— REQUIRED ACTION —
Look through the records, and whenever a line includes the word "suit", copy it.

— MATERIAL PROVIDED —
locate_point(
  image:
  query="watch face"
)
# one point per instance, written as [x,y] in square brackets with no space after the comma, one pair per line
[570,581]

* * *

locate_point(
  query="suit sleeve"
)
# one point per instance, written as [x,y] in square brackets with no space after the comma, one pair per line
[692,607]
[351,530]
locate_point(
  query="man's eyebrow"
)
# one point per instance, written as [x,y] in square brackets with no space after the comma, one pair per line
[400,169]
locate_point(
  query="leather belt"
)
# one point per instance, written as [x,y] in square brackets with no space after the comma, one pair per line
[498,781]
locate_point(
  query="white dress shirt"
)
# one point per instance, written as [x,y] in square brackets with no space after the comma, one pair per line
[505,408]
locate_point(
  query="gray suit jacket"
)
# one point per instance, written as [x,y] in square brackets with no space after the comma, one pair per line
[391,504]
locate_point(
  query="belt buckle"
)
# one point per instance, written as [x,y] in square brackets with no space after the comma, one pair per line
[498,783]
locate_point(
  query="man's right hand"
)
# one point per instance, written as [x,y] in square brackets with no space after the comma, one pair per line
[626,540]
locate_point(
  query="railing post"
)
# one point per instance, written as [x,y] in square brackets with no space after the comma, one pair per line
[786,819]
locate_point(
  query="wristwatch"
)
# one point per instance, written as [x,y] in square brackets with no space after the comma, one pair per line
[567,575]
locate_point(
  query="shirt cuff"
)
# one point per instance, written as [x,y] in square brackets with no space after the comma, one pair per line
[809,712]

— EXERCISE RESULT —
  query="suit sleeve"
  query="gray suit jacket"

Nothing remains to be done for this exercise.